**TASK TO CARRY OUT:** Rescale the records below, starting at the line that contains "Q: Identify a point on each instance of the sandy" and ending at the last line of the records, by reproducing those lines in full, requests included, with every coordinate in the answers multiplied by 0.2 and rounded to a whole number (halves round up). Give only those lines.

**RECORDED INFORMATION:**

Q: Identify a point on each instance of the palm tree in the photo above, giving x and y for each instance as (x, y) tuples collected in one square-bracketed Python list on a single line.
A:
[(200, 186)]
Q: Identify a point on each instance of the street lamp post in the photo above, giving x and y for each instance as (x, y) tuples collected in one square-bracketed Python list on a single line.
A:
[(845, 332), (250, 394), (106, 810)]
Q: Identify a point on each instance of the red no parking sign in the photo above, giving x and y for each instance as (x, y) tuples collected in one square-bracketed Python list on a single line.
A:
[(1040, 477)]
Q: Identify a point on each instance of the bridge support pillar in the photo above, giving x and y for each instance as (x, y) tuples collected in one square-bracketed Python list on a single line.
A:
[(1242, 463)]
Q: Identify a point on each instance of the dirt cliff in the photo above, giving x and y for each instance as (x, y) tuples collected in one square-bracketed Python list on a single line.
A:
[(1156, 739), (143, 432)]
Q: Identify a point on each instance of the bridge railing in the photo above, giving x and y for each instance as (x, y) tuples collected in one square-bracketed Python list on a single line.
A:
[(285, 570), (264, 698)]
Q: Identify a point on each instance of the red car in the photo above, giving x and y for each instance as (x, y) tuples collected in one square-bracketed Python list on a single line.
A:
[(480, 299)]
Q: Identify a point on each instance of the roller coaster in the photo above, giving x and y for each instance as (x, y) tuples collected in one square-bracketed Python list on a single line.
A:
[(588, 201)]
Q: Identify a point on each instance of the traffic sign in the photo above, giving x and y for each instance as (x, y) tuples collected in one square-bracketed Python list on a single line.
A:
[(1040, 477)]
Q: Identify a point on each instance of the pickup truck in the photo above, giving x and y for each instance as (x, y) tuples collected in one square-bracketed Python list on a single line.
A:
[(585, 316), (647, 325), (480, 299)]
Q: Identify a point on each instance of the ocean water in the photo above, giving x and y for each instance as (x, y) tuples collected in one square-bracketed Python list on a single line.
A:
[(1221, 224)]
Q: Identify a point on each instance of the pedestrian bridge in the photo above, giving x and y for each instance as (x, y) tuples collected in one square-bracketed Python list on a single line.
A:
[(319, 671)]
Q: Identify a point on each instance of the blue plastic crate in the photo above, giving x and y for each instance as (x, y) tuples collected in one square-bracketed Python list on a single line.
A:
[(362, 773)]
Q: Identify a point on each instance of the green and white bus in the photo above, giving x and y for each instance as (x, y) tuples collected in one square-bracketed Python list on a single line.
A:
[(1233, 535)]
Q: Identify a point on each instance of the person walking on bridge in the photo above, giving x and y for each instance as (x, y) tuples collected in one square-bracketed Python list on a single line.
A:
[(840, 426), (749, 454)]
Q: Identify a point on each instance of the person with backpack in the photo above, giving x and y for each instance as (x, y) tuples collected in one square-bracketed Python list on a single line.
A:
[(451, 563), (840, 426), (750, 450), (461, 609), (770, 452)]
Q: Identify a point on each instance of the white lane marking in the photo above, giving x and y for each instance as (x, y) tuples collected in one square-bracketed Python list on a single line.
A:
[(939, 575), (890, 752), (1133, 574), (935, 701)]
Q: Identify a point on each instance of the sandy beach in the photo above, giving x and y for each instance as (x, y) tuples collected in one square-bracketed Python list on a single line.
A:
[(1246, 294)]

**ANSWER BELOW:**
Q: Identify a point on each instance of the sandy beach in the photo above, giving x and y for each instance as (x, y) tuples collected in one square-bracketed Python list on a single line.
A:
[(249, 59)]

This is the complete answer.